*WRITTEN REQUEST*
Using the records below, copy out exactly the line that contains "Could you point to the speckled" and every line that follows it, up to and including the last, and no others.
:: SUPPLIED INFORMATION ::
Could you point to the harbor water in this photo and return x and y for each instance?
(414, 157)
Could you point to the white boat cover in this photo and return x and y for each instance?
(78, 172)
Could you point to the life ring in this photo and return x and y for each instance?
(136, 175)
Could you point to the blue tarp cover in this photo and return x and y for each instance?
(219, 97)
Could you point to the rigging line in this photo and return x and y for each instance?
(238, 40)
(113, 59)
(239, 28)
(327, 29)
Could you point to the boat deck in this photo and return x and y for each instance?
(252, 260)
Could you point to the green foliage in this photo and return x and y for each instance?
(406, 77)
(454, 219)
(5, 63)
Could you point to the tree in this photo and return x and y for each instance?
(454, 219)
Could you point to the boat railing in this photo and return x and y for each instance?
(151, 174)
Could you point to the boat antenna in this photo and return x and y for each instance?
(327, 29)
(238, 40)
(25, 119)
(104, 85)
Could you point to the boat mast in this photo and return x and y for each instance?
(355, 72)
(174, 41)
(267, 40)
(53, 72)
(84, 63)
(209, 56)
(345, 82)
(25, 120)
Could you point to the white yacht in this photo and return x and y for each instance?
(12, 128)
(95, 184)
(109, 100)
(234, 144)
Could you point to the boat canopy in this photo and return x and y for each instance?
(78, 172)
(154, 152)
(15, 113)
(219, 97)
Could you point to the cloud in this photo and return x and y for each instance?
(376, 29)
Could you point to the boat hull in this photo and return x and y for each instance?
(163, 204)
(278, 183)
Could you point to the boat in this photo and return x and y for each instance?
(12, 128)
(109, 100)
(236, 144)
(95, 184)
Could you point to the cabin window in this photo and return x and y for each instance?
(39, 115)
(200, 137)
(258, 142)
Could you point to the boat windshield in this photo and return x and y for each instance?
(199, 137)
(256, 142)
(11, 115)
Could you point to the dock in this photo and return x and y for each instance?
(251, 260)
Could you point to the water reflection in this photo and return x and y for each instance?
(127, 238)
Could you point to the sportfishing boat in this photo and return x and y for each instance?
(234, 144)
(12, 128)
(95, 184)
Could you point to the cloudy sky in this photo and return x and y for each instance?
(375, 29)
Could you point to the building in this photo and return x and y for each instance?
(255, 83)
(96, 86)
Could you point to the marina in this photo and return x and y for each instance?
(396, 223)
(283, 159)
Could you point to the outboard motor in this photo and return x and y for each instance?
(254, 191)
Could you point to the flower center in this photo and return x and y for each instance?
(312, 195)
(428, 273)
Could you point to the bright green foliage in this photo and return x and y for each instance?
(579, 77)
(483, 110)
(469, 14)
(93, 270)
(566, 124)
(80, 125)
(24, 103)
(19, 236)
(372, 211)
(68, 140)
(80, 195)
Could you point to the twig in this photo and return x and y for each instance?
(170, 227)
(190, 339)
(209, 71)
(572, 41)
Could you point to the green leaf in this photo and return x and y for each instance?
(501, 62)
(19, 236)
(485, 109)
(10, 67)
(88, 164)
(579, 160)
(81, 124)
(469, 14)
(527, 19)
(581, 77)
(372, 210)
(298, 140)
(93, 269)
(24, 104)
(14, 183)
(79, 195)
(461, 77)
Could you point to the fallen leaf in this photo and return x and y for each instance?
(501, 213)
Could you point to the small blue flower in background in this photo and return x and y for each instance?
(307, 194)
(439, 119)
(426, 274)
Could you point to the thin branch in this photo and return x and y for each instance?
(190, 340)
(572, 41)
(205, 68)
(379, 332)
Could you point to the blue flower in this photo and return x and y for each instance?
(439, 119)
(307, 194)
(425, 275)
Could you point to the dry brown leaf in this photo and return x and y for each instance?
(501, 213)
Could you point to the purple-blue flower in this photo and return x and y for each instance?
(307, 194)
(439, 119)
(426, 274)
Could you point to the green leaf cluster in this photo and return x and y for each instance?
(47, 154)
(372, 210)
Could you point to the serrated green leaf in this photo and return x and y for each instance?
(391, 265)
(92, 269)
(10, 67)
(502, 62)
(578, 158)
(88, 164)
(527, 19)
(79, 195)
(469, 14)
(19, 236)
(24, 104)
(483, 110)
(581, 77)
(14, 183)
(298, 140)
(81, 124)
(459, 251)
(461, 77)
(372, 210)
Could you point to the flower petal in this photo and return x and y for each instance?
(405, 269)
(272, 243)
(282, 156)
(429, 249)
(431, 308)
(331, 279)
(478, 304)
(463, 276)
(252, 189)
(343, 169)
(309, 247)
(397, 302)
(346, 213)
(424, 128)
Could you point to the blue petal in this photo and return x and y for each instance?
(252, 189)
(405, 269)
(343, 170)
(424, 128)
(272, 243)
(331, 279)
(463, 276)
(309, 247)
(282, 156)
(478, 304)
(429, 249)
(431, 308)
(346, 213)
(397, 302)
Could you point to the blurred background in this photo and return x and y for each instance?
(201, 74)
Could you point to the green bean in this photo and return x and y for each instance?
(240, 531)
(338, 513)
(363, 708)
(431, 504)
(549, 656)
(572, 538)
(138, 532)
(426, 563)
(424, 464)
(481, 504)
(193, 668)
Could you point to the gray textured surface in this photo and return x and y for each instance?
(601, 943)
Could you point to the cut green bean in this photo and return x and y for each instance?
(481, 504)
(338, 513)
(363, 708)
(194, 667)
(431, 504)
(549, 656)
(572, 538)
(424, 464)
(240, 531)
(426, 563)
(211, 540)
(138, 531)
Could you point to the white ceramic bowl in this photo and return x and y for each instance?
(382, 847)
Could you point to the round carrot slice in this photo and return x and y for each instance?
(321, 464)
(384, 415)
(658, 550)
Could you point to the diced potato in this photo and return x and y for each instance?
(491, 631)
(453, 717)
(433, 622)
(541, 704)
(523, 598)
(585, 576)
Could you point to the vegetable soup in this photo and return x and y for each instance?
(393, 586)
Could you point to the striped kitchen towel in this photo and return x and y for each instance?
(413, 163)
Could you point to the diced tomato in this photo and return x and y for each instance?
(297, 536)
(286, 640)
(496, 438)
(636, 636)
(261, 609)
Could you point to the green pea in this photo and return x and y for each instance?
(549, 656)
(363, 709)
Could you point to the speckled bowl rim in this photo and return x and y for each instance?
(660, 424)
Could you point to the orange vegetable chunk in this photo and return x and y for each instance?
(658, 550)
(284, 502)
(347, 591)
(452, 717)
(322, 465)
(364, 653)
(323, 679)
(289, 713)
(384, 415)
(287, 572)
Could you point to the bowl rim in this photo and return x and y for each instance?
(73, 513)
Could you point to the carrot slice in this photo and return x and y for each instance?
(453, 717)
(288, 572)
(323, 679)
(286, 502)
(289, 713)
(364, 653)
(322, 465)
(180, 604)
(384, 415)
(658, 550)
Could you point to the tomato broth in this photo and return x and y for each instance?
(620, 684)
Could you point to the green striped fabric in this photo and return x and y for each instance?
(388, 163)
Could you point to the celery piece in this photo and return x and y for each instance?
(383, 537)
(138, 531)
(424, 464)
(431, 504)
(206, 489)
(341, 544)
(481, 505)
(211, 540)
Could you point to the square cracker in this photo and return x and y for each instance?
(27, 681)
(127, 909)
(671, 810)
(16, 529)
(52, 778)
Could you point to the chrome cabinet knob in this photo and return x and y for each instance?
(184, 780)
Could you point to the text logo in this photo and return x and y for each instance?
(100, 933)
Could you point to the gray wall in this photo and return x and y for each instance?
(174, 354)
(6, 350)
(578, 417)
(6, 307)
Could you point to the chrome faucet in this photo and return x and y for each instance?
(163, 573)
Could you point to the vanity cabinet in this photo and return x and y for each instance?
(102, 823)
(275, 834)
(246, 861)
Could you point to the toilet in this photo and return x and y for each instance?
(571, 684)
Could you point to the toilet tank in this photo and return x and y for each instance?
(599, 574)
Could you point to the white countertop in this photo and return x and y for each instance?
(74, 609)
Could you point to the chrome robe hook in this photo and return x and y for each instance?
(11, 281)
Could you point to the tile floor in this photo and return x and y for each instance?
:::
*TASK SOLUTION*
Could you point to the speckled bowl rim in this photo and return x and y for each instance?
(660, 424)
Could you point to the orange vegetable chunk in this photo and return x and y for each instance?
(658, 550)
(284, 502)
(347, 591)
(452, 717)
(322, 465)
(364, 653)
(323, 679)
(289, 713)
(384, 415)
(287, 572)
Could you point to the bowl rim in this photo and return x and y for each instance?
(73, 513)
Could you point to the carrot slice in this photo and return x and y for each instance?
(453, 717)
(288, 572)
(323, 679)
(286, 502)
(289, 713)
(364, 653)
(322, 465)
(180, 604)
(384, 415)
(658, 550)
Could you point to the tomato broth in this photo and return x and y for each instance?
(620, 684)
Could you point to the green striped fabric in this photo and return x and y for each instance?
(388, 163)
Could you point to the celery piece in this photo and return x and y for each instance?
(383, 537)
(138, 531)
(424, 464)
(431, 504)
(206, 489)
(341, 544)
(481, 505)
(211, 540)
Could you point to the square cracker in this photo and return x and y for each instance?
(27, 681)
(127, 909)
(671, 810)
(16, 529)
(52, 778)
Could you point to the chrome cabinet knob in this photo and return x and y for each instance?
(184, 780)
Could you point to the text logo in this photo and return x and y for each instance?
(100, 933)
Could you point to the gray wall in this photo and return x and y for each instance?
(174, 354)
(6, 350)
(578, 417)
(6, 307)
Could you point to the chrome faucet in this photo and return x and y for each instance?
(163, 573)
Could you point to the vanity cabinet in this photo and return x and y for each instance?
(102, 823)
(275, 834)
(246, 861)
Could you point to the toilet in this photo and return x and y for each instance?
(571, 684)
Could you point to the toilet tank in this photo and return x and y for each instance?
(599, 574)
Could you point to the white countertop in this photo and return x and y for each instance?
(74, 609)
Could you point to the chrome robe hook in this photo and return x and y for each instance?
(11, 281)
Could you point to the tile floor in this photo and return x and y for each instance?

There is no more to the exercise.